» Given request
Rewrite the material below as a JSON list of strings with one string per line, skipping any blank lines.

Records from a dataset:
— Begin —

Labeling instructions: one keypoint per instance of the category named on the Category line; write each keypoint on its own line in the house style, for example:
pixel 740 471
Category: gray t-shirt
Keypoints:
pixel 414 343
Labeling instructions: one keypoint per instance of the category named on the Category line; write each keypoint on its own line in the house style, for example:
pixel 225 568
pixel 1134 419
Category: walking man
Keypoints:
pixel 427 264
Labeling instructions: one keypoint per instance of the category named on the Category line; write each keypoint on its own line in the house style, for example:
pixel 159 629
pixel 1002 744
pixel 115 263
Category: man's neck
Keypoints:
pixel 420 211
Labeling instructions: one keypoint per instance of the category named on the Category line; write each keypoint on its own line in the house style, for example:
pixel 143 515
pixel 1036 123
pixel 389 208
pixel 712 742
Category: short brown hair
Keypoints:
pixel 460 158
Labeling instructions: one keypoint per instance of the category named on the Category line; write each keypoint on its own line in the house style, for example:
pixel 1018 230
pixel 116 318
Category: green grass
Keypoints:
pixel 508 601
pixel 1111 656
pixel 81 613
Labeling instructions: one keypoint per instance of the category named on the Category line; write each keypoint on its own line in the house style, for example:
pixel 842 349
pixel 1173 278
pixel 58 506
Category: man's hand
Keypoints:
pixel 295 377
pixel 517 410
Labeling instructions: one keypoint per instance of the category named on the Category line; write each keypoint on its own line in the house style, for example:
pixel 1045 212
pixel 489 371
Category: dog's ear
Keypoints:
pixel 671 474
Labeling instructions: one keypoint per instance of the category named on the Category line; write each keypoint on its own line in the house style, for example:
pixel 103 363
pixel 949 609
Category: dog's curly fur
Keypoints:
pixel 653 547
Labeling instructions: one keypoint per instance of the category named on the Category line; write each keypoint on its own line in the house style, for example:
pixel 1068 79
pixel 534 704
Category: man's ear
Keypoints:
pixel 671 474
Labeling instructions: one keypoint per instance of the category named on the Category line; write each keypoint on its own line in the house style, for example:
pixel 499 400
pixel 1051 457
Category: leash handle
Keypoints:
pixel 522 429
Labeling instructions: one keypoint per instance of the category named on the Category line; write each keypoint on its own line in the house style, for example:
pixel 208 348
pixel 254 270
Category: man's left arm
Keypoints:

— End —

» Complete response
[
  "Labeling instructions: one keypoint per instance of the category named on the Category line; write each keypoint on its own line in the house style, for example:",
  "pixel 740 471",
  "Category: gray t-shirt",
  "Keypoints:",
  "pixel 414 343",
  "Labeling instructions: one keypoint per instance of the category named on the Category line; write each keypoint on its own line in the house style, for example:",
  "pixel 225 568",
  "pixel 1134 419",
  "Category: walking man",
  "Keypoints:",
  "pixel 427 264",
  "Labeling instructions: one keypoint per instance of the category named on the Category line; write each keypoint on its own line in the house style, for example:",
  "pixel 159 629",
  "pixel 1002 744",
  "pixel 115 263",
  "Category: man's neck",
  "Keypoints:",
  "pixel 420 211",
  "Labeling instructions: one keypoint per instance of the category named on the Category line; write each keypoint on its own line in the house style, for example:",
  "pixel 143 515",
  "pixel 1036 123",
  "pixel 389 208",
  "pixel 712 742",
  "Category: short brown hair",
  "Keypoints:",
  "pixel 460 158",
  "Labeling instructions: one keypoint per instance of the category named on the Category line; write each keypoint on its own line in the house style, for example:",
  "pixel 1018 230",
  "pixel 116 318",
  "Category: green grass",
  "Keypoints:",
  "pixel 508 601",
  "pixel 1111 656",
  "pixel 81 613",
  "Labeling instructions: one keypoint per instance of the category named on the Category line; write each keypoint on its own line in the house style, for example:",
  "pixel 842 349",
  "pixel 1173 278",
  "pixel 58 506",
  "Category: man's hand",
  "Keypoints:",
  "pixel 295 377",
  "pixel 517 410",
  "Labeling instructions: one keypoint per instance of the category named on the Category line; write each keypoint on its own line in the house style, for example:",
  "pixel 1045 212",
  "pixel 489 371",
  "Category: dog's ear",
  "Keypoints:",
  "pixel 671 474",
  "Labeling instructions: one keypoint per instance of the category named on the Category line; write each keypoint on its own line in the house style, for example:",
  "pixel 103 363",
  "pixel 949 609",
  "Category: dog's curly fur",
  "Keypoints:",
  "pixel 653 547",
  "Labeling instructions: one keypoint per instance of the category named on the Category line; write each keypoint on its own line in the house style, for example:",
  "pixel 1068 79",
  "pixel 534 704",
  "Category: man's ear",
  "Keypoints:",
  "pixel 671 474",
  "Labeling instructions: one keypoint per instance of the category named on the Category line; write each keypoint on its own line in the house style, for example:",
  "pixel 499 400",
  "pixel 1051 457",
  "Category: leash handle",
  "Keypoints:",
  "pixel 522 429",
  "Labeling instructions: one keypoint per instance of the category named on the Category line; write each keypoint on its own line in the house style, for example:",
  "pixel 208 348",
  "pixel 254 270",
  "Category: man's left arm",
  "Keypoints:"
]